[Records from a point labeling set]
* * * * * * *

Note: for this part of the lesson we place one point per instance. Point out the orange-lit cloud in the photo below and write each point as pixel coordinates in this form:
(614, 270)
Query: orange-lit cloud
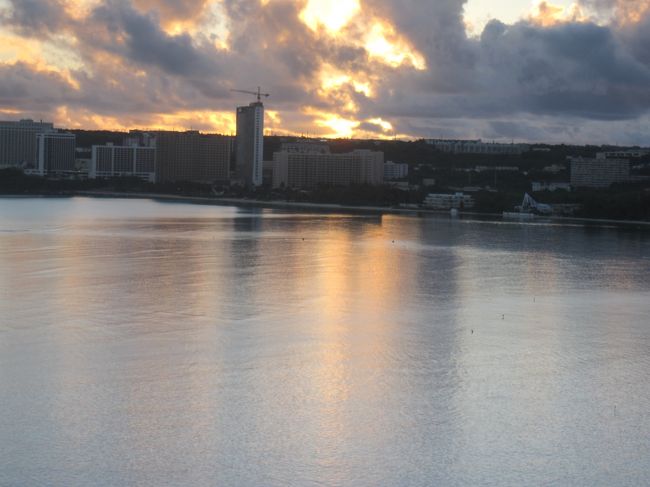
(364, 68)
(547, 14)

* * * * * * *

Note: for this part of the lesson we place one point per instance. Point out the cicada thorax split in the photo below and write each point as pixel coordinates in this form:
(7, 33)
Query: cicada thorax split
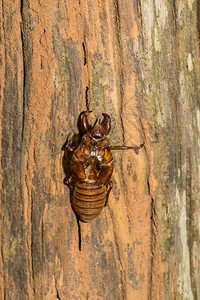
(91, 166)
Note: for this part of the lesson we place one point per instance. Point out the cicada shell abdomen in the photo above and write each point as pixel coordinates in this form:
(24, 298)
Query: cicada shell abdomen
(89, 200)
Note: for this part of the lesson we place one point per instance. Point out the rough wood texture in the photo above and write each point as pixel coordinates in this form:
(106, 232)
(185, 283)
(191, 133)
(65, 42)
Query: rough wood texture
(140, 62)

* * * * * * *

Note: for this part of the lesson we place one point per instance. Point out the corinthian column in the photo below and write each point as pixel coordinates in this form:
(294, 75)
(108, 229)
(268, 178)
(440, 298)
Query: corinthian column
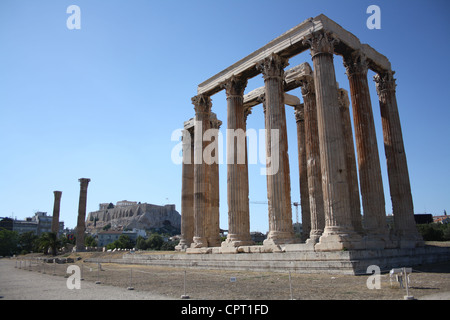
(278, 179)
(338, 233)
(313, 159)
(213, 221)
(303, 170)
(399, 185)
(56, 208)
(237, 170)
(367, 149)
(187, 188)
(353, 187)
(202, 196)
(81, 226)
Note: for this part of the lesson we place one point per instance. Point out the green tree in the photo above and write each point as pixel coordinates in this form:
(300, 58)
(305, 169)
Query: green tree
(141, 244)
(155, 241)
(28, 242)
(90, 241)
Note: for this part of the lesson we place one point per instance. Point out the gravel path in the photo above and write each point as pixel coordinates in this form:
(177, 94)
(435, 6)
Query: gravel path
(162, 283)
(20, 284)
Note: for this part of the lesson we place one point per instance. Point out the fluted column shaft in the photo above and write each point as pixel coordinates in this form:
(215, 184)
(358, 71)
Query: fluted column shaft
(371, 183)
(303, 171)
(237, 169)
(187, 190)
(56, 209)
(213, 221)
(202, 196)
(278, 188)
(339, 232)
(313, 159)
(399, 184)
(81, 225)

* * * * * * *

» **REQUIREMENTS**
Which lines in the rows above contain the string "thorax"? Return each of them in full.

» **SOLUTION TO THIS PROBLEM**
Note: for this part of the lesson we place one point per instance. Point out the cicada thorax split in the photo below and write each point as pixel coordinates in this form:
Query: cicada thorax split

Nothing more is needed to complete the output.